-------- Okunacak metin --------

Doğru bildiğini çekinmeden söylediği için saygı duyulan bir alim olan Zembilli Ali Efendi Zeyrek’teki iki katlı evinin önünde toplananların sorularını zembil adı verilen hasır sepetiyle yukarı çeker, cevaplarını da aynı sepetle aşağı indirirmiş.
Aniden ortaya çıkan şeyler için ‘nereden çıktı şimdi bu, gökten zenbille mi indi’ denmesinin nedeni buymuş.
Bizi en çok kim üzüyor ve kırıyor, hatta bazen parçalara ayırıyor?
Çevremizde günümüzü olumsuz etkileyecek o kadar çok şey oluyor ki, kaçamıyoruz. Evde, işte, okulda, sokakta, trende, yürüyüşte ve hatta nefes almak için gittiğimiz cafede ya da otelde. Her şey ama her şey ters gidiyor, üstümüze geliyor, bizi buluyor.
Ama bizi en çok üzen yine kendimiz oluyoruz. Kendimize yaptığımız eleştiriler o kadar ağır oluyor ki başkasının bize bir şey söylemesine gerek kalmıyor. En çok kendimize kızıyoruz, yapamadıklarımız için hunharca kendimizi eleştiriyoruz. Başkalarının iyi yapıp bizim yapamadıklarımızı yeni travmalara dönüştürüyoruz. Yaptığımız onlarca başarılı ve övgü alan iş varken, bir başarısızlıkla kendimizi başarısız ilan ediyoruz.
Evde, okulda, işte söylediklerimiz veya söylemediklerimiz hepsi pişmanlık sebebimiz. ‘Niye öyle dedik, keşke demeseydim’ veya ‘neden sustum ki, keşke içimdekileri söyleseydim ve rahat etseydim’ en sevdiğimiz söylemler. Gittikçe hem kendimizi hem de çevremizi sadece kritik etmeye başlıyoruz. İyi yanlarımızı ve özelliklerimizi görmekten ve kendimize ve birbirimize söylemekten vazgeçiyoruz.
Bazı ülkelerin kültürleri bu konuda ‘çok iyi’, herkes birbirine mütemadiyen gülümsüyor ve ‘merhaba, bugün nasılsın?’ diye soruyor. Cevaplar daha da efsane; ‘mükemmel, olağanüstü, baştan çıkarıcı, daha iyisi olamazdı’, sen de mecburen onun söylediğini bir üst seviyede cevaplayıp yoluna devam ediyorsun.
Ama gerçekten kimse nasıl olduğunu merak etmiyor, ihtiyacın olduğunda telefon açıp yardım alacağın birine ulaşmak neredeyse imkansız. Her gün birlikteyken en iyi dost ve arkadaş gibi davrandıkların evlerine döndükten sonra yoklar, görünmez olmuşlar.
Bizim kültür ise tam tersi, ‘sevdim mi tam severim, sevmezsem de silerim’ sertliğinde. Duygusallık tavan, fikirler ve duygular çok hızlı ve zıt kutuplarda değişebiliyor.

--------

Okunacak metinde geçen "Ama bizi en çok üzen yine kendimiz oluyoruz." cümlesini İngilizceye çevirin.

-------- Kayıt listesi --------

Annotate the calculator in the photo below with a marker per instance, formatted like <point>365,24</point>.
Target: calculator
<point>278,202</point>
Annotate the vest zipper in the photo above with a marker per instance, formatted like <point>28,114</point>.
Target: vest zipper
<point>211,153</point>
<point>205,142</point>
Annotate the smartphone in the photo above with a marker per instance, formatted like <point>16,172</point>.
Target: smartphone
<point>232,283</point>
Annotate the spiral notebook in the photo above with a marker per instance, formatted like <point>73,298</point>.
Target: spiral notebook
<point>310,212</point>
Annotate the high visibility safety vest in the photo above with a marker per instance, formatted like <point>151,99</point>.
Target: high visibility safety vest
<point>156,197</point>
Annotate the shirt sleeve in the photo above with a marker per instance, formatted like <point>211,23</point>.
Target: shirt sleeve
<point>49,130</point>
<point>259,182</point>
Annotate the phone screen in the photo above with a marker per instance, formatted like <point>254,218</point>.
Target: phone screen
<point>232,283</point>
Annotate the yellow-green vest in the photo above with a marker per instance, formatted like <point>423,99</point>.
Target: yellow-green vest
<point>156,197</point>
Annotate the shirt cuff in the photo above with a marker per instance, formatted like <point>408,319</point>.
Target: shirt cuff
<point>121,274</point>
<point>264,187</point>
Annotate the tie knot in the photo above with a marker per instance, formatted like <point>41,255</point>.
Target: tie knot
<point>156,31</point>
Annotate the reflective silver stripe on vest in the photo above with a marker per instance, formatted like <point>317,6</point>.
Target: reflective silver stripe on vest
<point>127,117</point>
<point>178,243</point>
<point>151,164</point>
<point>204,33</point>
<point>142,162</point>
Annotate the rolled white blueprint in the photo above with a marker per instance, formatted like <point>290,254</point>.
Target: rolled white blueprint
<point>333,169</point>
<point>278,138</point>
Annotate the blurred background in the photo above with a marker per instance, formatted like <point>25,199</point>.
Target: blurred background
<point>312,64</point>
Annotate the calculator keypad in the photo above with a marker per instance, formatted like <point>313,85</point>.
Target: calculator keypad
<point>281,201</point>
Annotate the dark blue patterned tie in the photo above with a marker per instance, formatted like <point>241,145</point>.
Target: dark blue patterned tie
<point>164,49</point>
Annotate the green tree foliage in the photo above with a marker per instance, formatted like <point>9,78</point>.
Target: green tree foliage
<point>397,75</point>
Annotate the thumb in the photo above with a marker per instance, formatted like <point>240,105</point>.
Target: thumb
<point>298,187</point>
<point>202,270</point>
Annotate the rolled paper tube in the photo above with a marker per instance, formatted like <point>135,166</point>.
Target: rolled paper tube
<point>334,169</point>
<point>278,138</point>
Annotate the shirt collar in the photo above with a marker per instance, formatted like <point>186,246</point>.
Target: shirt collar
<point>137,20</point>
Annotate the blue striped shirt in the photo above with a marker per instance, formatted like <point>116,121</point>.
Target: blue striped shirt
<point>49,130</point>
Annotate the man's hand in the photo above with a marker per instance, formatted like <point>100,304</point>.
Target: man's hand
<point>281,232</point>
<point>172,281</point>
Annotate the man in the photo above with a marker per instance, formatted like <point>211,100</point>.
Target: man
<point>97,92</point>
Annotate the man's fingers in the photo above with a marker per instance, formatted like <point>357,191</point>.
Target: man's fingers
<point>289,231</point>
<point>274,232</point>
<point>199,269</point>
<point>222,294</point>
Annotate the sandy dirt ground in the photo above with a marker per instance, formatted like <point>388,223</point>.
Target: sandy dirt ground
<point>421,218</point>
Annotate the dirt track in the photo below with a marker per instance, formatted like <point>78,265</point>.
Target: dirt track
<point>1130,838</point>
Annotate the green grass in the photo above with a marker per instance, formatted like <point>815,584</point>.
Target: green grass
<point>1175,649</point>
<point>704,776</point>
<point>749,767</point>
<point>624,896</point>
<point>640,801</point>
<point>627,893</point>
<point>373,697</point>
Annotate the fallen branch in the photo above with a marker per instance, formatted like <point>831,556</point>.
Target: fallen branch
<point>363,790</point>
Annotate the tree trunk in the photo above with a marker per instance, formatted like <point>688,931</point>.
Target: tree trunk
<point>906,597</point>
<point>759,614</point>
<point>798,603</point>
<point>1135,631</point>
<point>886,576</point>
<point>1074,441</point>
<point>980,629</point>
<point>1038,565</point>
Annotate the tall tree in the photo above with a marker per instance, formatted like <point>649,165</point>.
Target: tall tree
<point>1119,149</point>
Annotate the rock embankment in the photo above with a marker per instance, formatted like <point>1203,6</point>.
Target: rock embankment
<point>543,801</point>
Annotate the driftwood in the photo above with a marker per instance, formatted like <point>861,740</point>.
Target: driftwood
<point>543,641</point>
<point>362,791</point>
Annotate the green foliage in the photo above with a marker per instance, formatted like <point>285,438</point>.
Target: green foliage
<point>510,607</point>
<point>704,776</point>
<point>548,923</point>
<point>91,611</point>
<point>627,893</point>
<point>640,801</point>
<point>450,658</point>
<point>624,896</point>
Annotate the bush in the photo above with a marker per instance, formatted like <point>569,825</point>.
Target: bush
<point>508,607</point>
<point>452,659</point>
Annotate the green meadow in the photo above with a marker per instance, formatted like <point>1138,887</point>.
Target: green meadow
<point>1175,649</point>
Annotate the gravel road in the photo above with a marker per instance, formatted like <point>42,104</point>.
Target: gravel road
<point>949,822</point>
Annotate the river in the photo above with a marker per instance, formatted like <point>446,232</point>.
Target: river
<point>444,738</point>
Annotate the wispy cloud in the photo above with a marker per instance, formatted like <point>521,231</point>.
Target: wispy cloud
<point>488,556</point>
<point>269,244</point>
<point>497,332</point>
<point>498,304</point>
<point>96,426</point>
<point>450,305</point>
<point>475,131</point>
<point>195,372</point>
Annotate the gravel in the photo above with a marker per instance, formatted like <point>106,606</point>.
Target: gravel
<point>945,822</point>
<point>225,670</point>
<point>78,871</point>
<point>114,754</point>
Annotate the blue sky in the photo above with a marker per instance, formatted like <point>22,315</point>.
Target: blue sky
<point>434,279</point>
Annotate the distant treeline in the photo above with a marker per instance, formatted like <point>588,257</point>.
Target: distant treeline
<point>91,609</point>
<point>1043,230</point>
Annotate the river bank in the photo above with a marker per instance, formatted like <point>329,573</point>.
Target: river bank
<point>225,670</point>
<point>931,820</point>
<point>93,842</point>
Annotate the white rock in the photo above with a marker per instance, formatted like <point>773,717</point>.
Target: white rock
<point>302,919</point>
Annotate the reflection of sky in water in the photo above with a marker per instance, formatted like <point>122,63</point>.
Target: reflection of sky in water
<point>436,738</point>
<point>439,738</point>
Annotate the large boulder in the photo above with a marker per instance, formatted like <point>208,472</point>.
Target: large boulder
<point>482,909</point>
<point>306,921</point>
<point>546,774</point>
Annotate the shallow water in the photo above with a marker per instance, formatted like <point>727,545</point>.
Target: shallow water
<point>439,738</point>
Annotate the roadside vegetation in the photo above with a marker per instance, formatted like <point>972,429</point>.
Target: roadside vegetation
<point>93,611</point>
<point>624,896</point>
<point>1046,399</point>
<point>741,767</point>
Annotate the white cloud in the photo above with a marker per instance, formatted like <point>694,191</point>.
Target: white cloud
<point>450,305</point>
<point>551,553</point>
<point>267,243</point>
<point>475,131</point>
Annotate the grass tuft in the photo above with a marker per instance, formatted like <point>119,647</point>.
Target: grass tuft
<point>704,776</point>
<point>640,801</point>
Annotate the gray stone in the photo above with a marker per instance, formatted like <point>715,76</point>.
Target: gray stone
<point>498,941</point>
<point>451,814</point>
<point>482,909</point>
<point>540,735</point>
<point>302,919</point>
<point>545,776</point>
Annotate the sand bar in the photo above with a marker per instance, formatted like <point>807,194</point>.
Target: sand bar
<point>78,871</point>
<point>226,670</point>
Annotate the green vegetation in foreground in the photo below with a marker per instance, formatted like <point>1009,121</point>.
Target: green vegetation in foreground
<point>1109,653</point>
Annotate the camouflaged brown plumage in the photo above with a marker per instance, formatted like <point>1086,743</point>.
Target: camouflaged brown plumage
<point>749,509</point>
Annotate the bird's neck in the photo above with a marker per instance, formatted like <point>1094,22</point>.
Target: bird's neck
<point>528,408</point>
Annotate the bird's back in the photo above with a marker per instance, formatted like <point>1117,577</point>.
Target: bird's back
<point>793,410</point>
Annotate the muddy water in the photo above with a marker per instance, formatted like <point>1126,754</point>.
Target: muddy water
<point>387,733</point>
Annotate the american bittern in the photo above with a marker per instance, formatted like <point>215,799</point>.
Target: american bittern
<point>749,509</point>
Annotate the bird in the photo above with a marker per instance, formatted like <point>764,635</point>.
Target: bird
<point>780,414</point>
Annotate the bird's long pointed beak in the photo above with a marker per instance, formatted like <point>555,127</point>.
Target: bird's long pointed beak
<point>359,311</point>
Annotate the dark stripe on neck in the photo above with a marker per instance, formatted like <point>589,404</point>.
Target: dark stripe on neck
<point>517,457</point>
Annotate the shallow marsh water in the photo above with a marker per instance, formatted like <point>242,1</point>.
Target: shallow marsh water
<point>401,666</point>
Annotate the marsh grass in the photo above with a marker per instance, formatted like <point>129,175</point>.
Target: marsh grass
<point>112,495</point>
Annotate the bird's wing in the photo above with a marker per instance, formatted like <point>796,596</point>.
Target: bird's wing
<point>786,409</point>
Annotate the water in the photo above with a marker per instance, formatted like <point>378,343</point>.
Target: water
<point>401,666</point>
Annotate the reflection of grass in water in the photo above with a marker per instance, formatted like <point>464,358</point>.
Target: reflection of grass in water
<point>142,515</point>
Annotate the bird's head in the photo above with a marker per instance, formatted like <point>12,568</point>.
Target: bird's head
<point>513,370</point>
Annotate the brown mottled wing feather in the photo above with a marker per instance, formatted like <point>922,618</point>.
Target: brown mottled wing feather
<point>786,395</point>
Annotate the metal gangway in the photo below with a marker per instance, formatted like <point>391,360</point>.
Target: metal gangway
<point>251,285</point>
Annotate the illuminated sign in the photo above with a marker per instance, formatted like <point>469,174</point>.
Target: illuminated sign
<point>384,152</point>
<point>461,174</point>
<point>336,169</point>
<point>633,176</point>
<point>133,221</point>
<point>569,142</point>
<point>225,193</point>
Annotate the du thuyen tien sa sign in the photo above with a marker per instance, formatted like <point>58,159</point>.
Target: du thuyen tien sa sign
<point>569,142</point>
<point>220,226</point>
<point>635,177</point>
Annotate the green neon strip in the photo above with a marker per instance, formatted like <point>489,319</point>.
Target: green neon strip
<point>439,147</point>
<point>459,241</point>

--------

- **Çözüm**
But it is still we ourselves who upset us the most.